■ AIM OF THE TASK:
Return every record below exactly as written.

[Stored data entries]
* * *

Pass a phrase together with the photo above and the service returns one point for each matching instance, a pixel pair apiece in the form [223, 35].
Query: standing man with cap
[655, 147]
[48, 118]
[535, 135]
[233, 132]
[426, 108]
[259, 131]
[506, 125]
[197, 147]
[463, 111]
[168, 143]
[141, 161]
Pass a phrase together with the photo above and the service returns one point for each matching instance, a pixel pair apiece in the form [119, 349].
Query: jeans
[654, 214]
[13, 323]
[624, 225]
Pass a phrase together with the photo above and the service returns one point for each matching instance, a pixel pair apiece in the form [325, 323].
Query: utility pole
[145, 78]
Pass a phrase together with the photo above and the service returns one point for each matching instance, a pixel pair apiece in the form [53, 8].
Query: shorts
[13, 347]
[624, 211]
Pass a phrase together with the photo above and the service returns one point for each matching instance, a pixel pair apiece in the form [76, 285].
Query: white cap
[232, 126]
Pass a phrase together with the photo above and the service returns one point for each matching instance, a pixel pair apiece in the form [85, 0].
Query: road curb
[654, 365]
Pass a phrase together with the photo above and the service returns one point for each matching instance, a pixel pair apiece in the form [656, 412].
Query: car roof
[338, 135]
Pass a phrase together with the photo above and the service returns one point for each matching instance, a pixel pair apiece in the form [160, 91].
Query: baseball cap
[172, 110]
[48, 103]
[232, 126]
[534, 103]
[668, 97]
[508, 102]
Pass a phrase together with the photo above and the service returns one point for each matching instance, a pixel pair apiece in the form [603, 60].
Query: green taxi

* * *

■ SOLUTION TO THIS TASK:
Pass a phrase together with the photo above and the service returns one point for each matching instance, a pixel pair apiece in the form [223, 35].
Query: standing man with cap
[655, 147]
[48, 118]
[535, 135]
[233, 132]
[426, 108]
[259, 131]
[506, 125]
[197, 147]
[463, 111]
[168, 143]
[141, 161]
Pass a phrase together with the photo above and the service returns one point for each matching instance, a pixel pair apiece in the form [119, 349].
Query: jeans
[654, 214]
[13, 323]
[624, 225]
Pass a phrase together with the photo above and the service returns one point for each matching instance, a pixel pair apiece in the form [325, 323].
Query: utility pole
[145, 78]
Pass a phrase together with the photo above and the service returns one point for each matching instance, a pixel pair apiece in the form [53, 8].
Query: shorts
[13, 347]
[624, 211]
Pass a phrase together with the photo above and the service returns one point for each matching instance, a pixel pair apiece in the form [76, 285].
Query: white cap
[232, 126]
Pass a phrase together with the photo above and the service returns one point for each matching instance, a pixel pair apiece in the form [85, 0].
Query: road curb
[654, 365]
Pass a phrase together with the photo above and the service returns one point for each matching instance, a pixel pair apiece in the form [656, 412].
Query: car roof
[338, 135]
Pass a phrase together with the photo above and the service returns one point for each matching instance, a pixel pair apiece in the form [160, 91].
Query: baseball cap
[172, 110]
[48, 103]
[232, 126]
[534, 103]
[668, 97]
[508, 102]
Pass a phrase together with the photo above and the service returns one point for each matching instance, a pixel pair apiece in the form [603, 60].
Query: green taxi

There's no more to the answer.